(Object detection data)
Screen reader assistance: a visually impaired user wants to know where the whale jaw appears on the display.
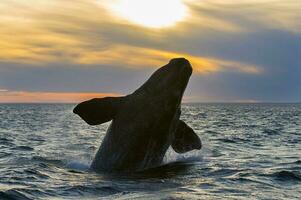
[74,58,202,172]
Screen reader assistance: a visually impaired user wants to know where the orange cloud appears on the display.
[75,45,263,74]
[0,89,120,103]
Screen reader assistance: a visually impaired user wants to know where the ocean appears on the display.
[0,104,301,200]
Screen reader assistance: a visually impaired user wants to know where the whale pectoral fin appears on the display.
[73,97,125,125]
[171,120,202,153]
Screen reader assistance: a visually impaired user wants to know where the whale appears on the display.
[73,58,202,172]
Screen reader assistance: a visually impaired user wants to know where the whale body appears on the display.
[73,58,202,172]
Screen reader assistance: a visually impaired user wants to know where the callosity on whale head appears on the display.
[74,58,202,171]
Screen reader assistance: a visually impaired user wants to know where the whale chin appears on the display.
[74,58,202,172]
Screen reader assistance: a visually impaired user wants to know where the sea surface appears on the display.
[0,104,301,200]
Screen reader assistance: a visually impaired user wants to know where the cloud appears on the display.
[0,0,262,74]
[0,0,301,101]
[0,90,120,103]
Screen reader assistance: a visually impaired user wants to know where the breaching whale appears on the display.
[73,58,202,172]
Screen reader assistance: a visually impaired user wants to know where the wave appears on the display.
[271,170,301,181]
[0,189,33,200]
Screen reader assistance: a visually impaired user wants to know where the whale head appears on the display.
[136,58,192,96]
[133,58,192,112]
[74,58,202,171]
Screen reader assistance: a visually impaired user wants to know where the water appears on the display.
[0,104,301,199]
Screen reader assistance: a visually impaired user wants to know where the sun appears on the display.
[98,0,188,28]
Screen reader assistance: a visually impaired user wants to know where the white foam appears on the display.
[66,160,90,171]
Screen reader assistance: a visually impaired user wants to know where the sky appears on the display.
[0,0,301,103]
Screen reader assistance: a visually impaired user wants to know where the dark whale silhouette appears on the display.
[73,58,202,172]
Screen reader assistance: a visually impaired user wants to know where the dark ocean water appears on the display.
[0,104,301,199]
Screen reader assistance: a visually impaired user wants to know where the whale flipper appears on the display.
[73,97,125,125]
[171,120,202,153]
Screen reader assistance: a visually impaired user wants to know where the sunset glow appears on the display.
[0,0,301,102]
[99,0,188,28]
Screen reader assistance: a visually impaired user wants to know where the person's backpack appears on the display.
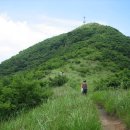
[82,84,87,89]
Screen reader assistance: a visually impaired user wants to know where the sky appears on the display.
[0,0,130,63]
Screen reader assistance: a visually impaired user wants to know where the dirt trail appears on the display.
[98,107,126,130]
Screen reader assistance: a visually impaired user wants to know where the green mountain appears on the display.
[0,23,130,130]
[0,23,130,76]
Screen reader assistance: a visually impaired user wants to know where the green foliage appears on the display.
[0,87,101,130]
[0,23,130,78]
[0,75,52,118]
[49,75,68,87]
[92,90,130,129]
[94,69,130,90]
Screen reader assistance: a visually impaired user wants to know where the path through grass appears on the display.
[0,87,101,130]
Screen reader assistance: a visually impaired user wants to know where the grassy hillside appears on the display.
[0,23,130,76]
[0,23,130,130]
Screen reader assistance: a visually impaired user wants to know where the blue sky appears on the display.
[0,0,130,62]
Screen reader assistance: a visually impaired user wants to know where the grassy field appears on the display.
[0,87,101,130]
[93,90,130,128]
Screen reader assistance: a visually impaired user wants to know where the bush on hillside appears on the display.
[49,75,68,87]
[94,69,130,90]
[0,75,52,118]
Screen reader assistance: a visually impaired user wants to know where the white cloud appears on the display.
[0,14,80,62]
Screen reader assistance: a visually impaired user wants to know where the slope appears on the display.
[0,23,130,76]
[0,23,130,130]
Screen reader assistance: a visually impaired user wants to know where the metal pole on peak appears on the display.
[83,16,86,24]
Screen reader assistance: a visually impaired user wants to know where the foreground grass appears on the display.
[93,90,130,128]
[0,87,101,130]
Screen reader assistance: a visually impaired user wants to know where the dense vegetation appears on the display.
[0,23,130,130]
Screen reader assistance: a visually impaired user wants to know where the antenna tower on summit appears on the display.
[83,16,86,24]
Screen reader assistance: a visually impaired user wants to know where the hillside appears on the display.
[0,23,130,76]
[0,23,130,130]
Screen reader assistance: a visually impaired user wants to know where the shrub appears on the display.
[94,69,130,90]
[49,75,68,87]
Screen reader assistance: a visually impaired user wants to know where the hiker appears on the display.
[81,80,87,94]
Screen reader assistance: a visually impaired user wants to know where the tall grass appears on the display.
[93,90,130,128]
[0,87,101,130]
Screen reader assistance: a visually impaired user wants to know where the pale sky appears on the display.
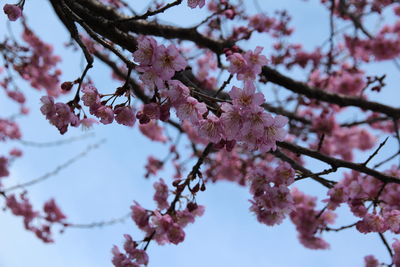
[0,0,398,267]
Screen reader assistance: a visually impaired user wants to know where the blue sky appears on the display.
[0,0,399,267]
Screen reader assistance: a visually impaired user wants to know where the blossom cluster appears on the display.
[249,162,294,226]
[6,192,66,243]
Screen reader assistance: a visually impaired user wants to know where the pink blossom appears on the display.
[81,118,99,129]
[153,44,187,80]
[139,120,167,143]
[145,156,164,178]
[229,86,265,109]
[153,179,169,210]
[82,84,100,107]
[3,4,22,21]
[131,202,150,230]
[364,255,379,267]
[7,91,26,104]
[0,156,10,178]
[133,36,157,66]
[94,106,114,124]
[198,114,222,144]
[0,118,21,141]
[188,0,206,8]
[9,148,22,157]
[176,96,207,124]
[392,239,400,267]
[43,199,67,222]
[163,80,190,107]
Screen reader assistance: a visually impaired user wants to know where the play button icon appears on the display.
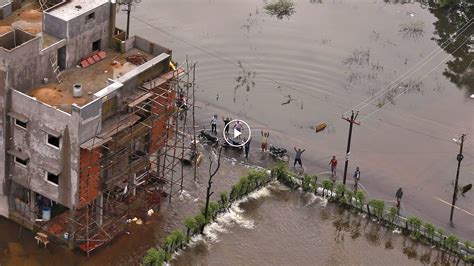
[222,119,252,147]
[234,128,242,138]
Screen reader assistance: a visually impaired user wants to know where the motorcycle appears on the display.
[222,138,244,150]
[199,129,219,145]
[269,144,290,162]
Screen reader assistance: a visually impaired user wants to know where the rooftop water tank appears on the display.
[72,83,82,98]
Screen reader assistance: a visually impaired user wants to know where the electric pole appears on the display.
[125,0,132,40]
[342,110,360,190]
[449,134,466,224]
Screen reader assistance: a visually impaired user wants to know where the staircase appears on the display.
[49,55,62,83]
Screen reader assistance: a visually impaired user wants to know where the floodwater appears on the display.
[0,0,474,265]
[121,0,474,240]
[171,185,457,265]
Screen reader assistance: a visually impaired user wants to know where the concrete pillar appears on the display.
[29,190,35,223]
[95,193,104,226]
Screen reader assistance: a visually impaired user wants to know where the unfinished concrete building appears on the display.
[0,0,183,252]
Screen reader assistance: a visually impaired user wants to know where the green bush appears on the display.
[229,183,240,202]
[344,190,354,206]
[302,174,313,192]
[388,207,398,225]
[239,176,249,198]
[446,235,459,252]
[194,213,206,232]
[323,179,334,190]
[184,217,198,237]
[407,216,423,239]
[425,223,436,242]
[208,201,219,220]
[263,0,295,19]
[334,183,346,201]
[355,190,365,210]
[369,199,385,219]
[219,191,229,210]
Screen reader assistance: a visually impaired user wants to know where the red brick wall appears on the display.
[79,147,101,208]
[150,84,176,153]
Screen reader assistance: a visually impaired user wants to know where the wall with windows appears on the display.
[43,2,110,68]
[7,90,79,208]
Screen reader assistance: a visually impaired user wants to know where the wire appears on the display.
[360,34,469,122]
[346,18,474,113]
[132,15,473,149]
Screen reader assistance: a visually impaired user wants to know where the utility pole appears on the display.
[116,0,133,40]
[449,134,466,224]
[126,0,132,40]
[342,110,360,193]
[201,146,222,233]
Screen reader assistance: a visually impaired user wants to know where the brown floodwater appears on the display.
[0,0,474,265]
[121,0,474,240]
[171,185,462,265]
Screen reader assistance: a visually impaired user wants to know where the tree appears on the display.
[184,217,198,241]
[355,190,365,210]
[219,191,229,210]
[171,229,185,252]
[369,199,385,219]
[446,235,459,252]
[194,213,206,234]
[408,216,423,239]
[201,147,222,228]
[143,248,165,266]
[425,223,436,242]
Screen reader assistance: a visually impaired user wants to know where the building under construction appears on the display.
[0,0,192,252]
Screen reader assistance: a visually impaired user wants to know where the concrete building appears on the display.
[0,0,179,251]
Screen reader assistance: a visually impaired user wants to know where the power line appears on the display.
[346,18,473,113]
[132,15,473,148]
[360,34,469,122]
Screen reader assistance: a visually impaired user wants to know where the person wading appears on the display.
[211,115,217,135]
[261,130,270,152]
[293,147,305,167]
[234,121,243,140]
[222,117,232,135]
[244,138,252,160]
[395,188,403,212]
[353,167,360,192]
[329,156,337,178]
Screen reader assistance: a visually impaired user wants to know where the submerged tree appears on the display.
[263,0,295,19]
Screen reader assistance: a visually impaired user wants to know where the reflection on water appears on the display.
[172,187,455,265]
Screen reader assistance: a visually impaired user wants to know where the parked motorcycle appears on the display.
[222,138,244,151]
[199,129,219,145]
[269,144,290,162]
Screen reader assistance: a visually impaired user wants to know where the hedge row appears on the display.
[143,170,272,266]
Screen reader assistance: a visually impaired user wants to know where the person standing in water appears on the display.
[293,147,305,167]
[244,138,252,160]
[261,130,270,152]
[234,120,243,139]
[211,115,217,135]
[395,188,403,212]
[222,117,232,135]
[329,156,337,178]
[353,167,360,192]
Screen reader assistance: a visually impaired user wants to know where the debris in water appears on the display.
[315,123,328,133]
[281,94,295,105]
[263,0,295,19]
[399,21,425,39]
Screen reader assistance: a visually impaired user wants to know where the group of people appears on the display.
[211,115,403,213]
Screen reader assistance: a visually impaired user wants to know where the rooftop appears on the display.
[46,0,109,21]
[0,0,59,48]
[26,48,153,113]
[0,2,43,34]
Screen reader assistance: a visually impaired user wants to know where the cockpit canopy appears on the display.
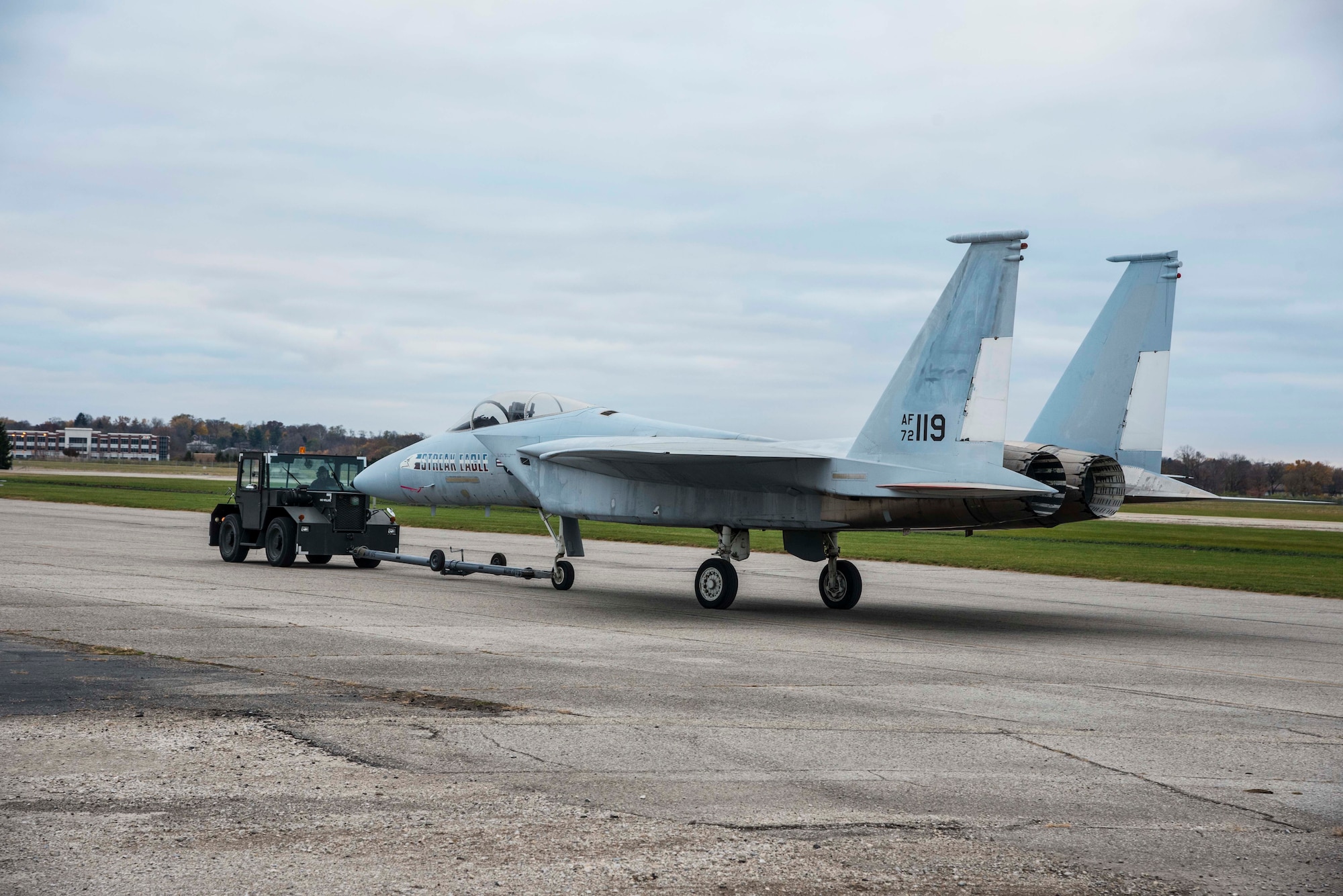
[449,392,592,432]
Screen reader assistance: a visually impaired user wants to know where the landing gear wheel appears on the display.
[821,560,862,610]
[219,513,247,563]
[694,556,737,610]
[266,516,298,566]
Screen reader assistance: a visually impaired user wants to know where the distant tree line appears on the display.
[0,413,424,462]
[1162,446,1343,497]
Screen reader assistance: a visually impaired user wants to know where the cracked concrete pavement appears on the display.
[0,500,1343,893]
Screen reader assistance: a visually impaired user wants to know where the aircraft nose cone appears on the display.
[355,457,402,500]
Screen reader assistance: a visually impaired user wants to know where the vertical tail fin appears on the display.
[849,231,1029,465]
[1026,245,1183,473]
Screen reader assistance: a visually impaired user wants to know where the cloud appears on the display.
[0,3,1343,461]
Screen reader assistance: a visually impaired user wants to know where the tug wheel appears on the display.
[219,513,247,563]
[694,556,737,610]
[266,516,298,566]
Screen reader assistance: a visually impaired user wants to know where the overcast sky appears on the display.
[0,0,1343,464]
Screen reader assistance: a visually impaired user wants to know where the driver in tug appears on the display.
[309,464,341,491]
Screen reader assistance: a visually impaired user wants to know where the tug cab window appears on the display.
[449,392,592,432]
[270,454,364,491]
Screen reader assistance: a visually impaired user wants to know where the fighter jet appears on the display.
[1005,251,1218,509]
[355,231,1091,609]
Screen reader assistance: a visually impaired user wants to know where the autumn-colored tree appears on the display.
[1283,460,1334,495]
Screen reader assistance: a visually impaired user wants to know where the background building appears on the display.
[9,427,168,460]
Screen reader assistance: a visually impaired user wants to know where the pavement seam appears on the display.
[1002,728,1311,834]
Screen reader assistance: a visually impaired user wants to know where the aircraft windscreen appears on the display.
[449,392,592,432]
[270,454,364,491]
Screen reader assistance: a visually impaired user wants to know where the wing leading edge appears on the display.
[517,438,1053,497]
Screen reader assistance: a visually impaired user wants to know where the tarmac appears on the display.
[0,500,1343,893]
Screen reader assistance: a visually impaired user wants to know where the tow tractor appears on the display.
[210,450,573,590]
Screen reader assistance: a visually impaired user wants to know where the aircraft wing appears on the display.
[517,436,830,491]
[517,436,1049,497]
[518,436,830,468]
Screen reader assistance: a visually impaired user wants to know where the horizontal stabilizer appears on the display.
[877,483,1054,497]
[1124,465,1217,504]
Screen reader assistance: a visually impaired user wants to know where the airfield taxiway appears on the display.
[0,500,1343,893]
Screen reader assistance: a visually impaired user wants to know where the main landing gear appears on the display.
[694,526,751,610]
[817,532,862,610]
[694,526,862,610]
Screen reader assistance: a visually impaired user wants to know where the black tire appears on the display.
[266,516,298,566]
[694,556,737,610]
[219,513,247,563]
[818,560,862,610]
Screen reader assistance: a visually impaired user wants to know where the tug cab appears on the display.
[210,450,400,568]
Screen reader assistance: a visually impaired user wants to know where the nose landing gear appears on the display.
[537,509,583,591]
[694,556,737,610]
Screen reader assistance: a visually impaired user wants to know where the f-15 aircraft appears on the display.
[1006,251,1218,509]
[355,231,1124,609]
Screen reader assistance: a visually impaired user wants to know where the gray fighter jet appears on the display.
[1006,251,1218,507]
[355,231,1123,609]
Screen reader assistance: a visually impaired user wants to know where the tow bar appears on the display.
[353,547,555,581]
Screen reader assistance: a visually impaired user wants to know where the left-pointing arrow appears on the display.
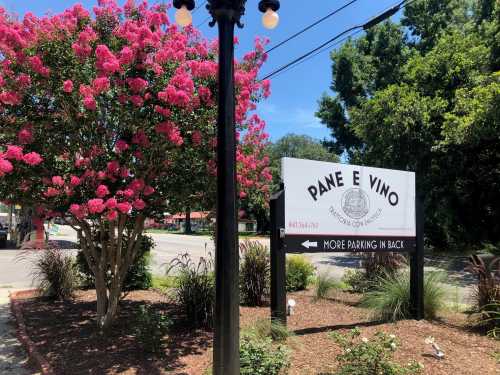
[302,240,318,249]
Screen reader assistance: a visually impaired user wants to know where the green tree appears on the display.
[268,134,339,191]
[317,0,500,247]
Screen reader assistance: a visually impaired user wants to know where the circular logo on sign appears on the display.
[342,188,370,219]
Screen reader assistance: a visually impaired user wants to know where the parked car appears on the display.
[0,223,7,248]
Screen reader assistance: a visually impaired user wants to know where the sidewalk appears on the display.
[0,288,34,375]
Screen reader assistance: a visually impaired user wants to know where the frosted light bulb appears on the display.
[175,5,193,27]
[262,8,280,29]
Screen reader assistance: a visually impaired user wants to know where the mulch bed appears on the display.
[11,291,500,375]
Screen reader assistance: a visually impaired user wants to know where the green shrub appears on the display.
[286,255,314,292]
[479,302,500,340]
[151,275,177,293]
[314,272,342,300]
[361,252,407,280]
[330,328,423,375]
[167,254,215,327]
[362,272,445,321]
[33,249,78,300]
[133,305,172,354]
[342,269,376,293]
[469,255,500,336]
[76,236,154,291]
[240,334,290,375]
[240,241,271,306]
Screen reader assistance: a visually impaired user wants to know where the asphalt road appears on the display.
[0,226,474,303]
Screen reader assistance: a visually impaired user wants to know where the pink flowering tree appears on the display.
[0,0,271,328]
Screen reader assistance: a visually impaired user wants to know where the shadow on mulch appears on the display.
[293,321,384,336]
[17,291,212,375]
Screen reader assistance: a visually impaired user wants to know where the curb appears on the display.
[9,290,55,375]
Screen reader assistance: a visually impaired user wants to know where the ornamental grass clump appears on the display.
[314,272,342,300]
[32,249,79,300]
[469,255,500,338]
[362,272,445,321]
[286,255,314,292]
[240,241,271,306]
[330,328,423,375]
[167,254,215,327]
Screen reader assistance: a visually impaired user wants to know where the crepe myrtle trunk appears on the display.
[184,207,193,234]
[75,215,145,331]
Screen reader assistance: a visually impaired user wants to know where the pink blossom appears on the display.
[120,46,134,65]
[43,187,60,198]
[130,95,144,107]
[134,199,146,211]
[83,96,97,111]
[96,185,109,198]
[106,198,118,210]
[127,77,148,94]
[191,130,201,146]
[129,179,145,192]
[106,160,120,174]
[4,145,23,160]
[23,152,43,166]
[132,130,149,147]
[0,158,14,174]
[123,189,135,198]
[116,202,132,214]
[78,85,94,97]
[17,73,31,88]
[106,210,118,221]
[52,176,64,186]
[87,198,106,214]
[155,121,184,146]
[29,56,50,77]
[17,127,33,145]
[63,79,73,93]
[115,139,129,152]
[70,176,81,186]
[95,44,120,74]
[92,77,111,95]
[69,204,87,220]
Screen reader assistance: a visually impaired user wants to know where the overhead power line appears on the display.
[262,0,416,80]
[193,0,207,14]
[266,0,359,53]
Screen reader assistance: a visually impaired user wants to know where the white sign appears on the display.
[282,158,415,251]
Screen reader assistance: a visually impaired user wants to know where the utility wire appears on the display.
[192,0,207,14]
[262,0,416,80]
[266,29,363,82]
[266,0,359,53]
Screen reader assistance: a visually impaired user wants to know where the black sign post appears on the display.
[270,190,287,325]
[270,187,424,324]
[410,198,424,320]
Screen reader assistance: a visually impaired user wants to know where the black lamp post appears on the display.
[174,0,280,375]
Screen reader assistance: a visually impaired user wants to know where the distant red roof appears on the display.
[168,211,209,220]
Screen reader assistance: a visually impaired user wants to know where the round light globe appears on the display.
[175,5,193,27]
[262,8,280,30]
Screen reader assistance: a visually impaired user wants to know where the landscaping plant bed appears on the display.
[12,291,500,375]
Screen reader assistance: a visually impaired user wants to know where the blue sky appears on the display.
[0,0,399,140]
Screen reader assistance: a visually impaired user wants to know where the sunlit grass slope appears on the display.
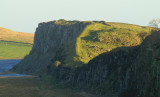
[63,22,152,66]
[0,27,34,59]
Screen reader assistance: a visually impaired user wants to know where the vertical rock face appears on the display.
[47,31,160,97]
[32,21,87,53]
[13,20,89,73]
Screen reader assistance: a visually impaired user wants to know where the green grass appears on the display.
[0,27,34,59]
[63,22,152,66]
[0,77,97,97]
[0,41,32,59]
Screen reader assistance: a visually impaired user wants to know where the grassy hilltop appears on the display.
[55,21,152,66]
[0,27,34,59]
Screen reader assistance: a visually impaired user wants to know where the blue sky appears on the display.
[0,0,160,33]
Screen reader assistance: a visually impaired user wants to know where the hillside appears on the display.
[0,27,34,59]
[14,20,152,73]
[12,20,160,97]
[44,31,160,97]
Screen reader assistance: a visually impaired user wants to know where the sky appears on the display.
[0,0,160,33]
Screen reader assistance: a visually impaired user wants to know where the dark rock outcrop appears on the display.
[47,32,160,97]
[12,20,90,74]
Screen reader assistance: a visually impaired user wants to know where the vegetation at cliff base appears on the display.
[0,28,34,59]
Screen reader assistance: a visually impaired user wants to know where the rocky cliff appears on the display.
[13,20,160,97]
[13,19,152,74]
[13,20,89,74]
[47,31,160,97]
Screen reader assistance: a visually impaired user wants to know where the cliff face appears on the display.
[13,20,160,97]
[12,20,89,74]
[47,32,160,97]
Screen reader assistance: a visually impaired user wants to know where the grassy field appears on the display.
[0,77,96,97]
[0,27,34,59]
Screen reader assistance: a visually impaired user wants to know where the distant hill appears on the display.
[0,27,34,59]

## What you will do
Starting at the line that has "on whale head appears on the display." and ending after the line that has "[66,160,90,171]", write those lines out again with "blind user" in place of "visually impaired user" and nothing else changed. Give only those lines.

## The reply
Screen reader assistance: a blind user wants to know where the callosity on whale head appears on the display.
[74,58,202,171]
Screen reader assistance: a blind user wants to know where the whale chin appears on the display.
[74,58,202,172]
Screen reader assistance: a blind user wants to know where the sea surface appears on the display.
[0,104,301,200]
Screen reader assistance: a blind user wants to know where the cloud appears on the display.
[0,0,262,74]
[0,0,301,101]
[0,90,120,103]
Screen reader assistance: a blind user wants to know where the breaching whale appears on the display.
[73,58,202,172]
Screen reader assistance: a blind user wants to know where the wave appears on the display.
[271,170,301,181]
[0,189,33,200]
Screen reader assistance: a blind user wants to know where the whale head appears on the display.
[136,58,192,96]
[133,58,192,112]
[74,58,202,171]
Screen reader assistance: a blind user wants to know where the water appears on the display.
[0,104,301,199]
Screen reader assistance: a blind user wants to know where the sun appears on the display.
[98,0,188,28]
Screen reader assistance: a blind user wants to know where the white foam appears on the display.
[66,160,90,171]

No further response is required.